* _Instruction_
Based on the hunting-lease thread, decide whether each statement holds: (a) the Minnesota arrangement covers 360 acres for deer hunting; (b) the landowner buys the signs used to post the land; (c) the Minnesota land needed posting for the first time in 15 years of hunting it. Answer yes or no for each and quote the deciding words.

* _Page text_
^^^^^^^^
I understand your viewpoint, but I will not further the commercialization of our resources by leasing land. thanks for the idea though.


----------



## jd mn/nd (Apr 8, 2004)

for $1 per year and a gentelmans agreement with the land owner it is really not a commercialization of hunting or anything else and if you believe so strongly in the fact that they and many others are screwing up the local hunting why would you at least not talk to the land owner and give it a try? It would seem to me that you really don't believe what your preaching if you do not at least try it even if you don't do the lease for a dollar at least ask to post the land on the belief that it will further all other hunters and your own personal hunting experiences be keeping the birds in the area for a longer time. Here is where if you going to complain you must step up to the plate and do something about it or you have not earned the right to complain.

By the way I have the same deal on 360 acres here in MN for deer hunting simply because of too many trespassers coming on land to hunt that have no right to be there, so the land owner and I came to the agreement that I would lease or rent it for $1 per year and post it with my name so the land owner would not be hasseled for permission to hunt and I buy the signs and keep them up through out the hunting season. This is the first time in 15 years of hunting this land that this has been neccesary, it was sad that it had to come to this, I agree how ever they were messing up 5-6 guys hunting and not just mine either.
^^^^^^^^
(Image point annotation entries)
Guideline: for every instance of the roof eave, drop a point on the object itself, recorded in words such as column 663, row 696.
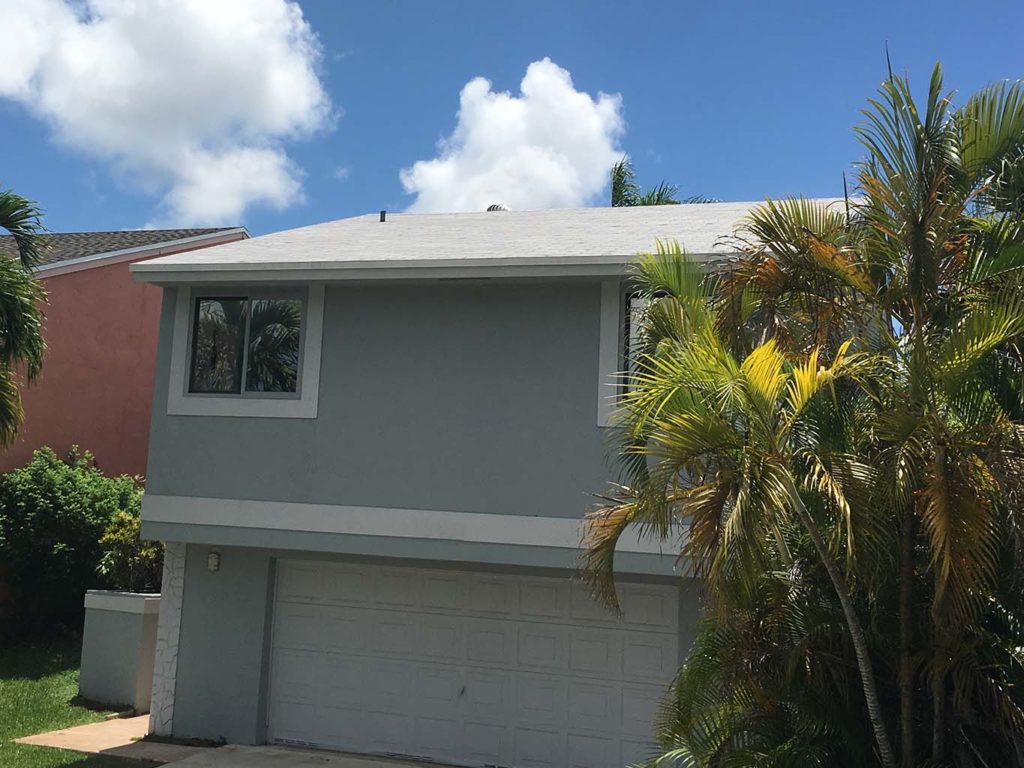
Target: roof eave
column 591, row 266
column 150, row 251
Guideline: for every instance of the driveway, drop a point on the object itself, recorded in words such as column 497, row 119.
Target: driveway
column 282, row 757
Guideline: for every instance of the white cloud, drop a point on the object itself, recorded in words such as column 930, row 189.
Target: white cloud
column 551, row 146
column 192, row 99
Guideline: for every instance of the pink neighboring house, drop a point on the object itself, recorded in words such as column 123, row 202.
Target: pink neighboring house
column 100, row 329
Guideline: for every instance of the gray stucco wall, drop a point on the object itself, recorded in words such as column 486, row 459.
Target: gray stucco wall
column 471, row 396
column 220, row 670
column 117, row 657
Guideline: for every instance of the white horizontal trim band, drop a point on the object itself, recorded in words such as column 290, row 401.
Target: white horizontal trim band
column 380, row 521
column 123, row 602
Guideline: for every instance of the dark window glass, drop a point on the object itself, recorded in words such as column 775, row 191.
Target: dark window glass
column 218, row 338
column 274, row 328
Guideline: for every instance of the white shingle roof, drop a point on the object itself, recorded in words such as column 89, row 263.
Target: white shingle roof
column 505, row 242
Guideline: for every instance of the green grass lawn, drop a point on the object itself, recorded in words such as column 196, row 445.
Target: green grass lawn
column 37, row 685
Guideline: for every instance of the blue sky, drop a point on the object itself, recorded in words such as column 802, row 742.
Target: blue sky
column 733, row 100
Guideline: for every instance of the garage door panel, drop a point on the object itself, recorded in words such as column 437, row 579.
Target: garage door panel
column 343, row 680
column 299, row 627
column 485, row 743
column 393, row 634
column 543, row 599
column 438, row 689
column 435, row 735
column 541, row 700
column 649, row 655
column 586, row 751
column 491, row 641
column 584, row 608
column 468, row 669
column 296, row 722
column 492, row 595
column 295, row 677
column 596, row 651
column 594, row 707
column 396, row 587
column 543, row 647
column 442, row 638
column 539, row 749
column 639, row 705
column 386, row 731
column 444, row 591
column 489, row 695
column 647, row 606
column 343, row 631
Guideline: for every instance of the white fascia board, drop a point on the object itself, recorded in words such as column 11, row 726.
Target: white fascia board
column 397, row 269
column 154, row 250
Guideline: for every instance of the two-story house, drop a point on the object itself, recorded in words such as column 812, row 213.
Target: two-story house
column 373, row 442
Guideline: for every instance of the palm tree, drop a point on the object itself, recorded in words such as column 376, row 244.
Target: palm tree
column 915, row 481
column 22, row 343
column 627, row 193
column 731, row 444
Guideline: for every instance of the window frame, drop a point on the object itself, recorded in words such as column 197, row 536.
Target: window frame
column 299, row 404
column 255, row 294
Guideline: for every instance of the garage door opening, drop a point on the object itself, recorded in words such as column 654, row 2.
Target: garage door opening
column 467, row 668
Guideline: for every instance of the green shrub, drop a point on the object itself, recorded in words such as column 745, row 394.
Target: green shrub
^^^^^^^^
* _Expected output_
(a) Yes: "I have the same deal on 360 acres here in MN for deer hunting"
(b) No: "I buy the signs and keep them up through out the hunting season"
(c) Yes: "This is the first time in 15 years of hunting this land that this has been neccesary"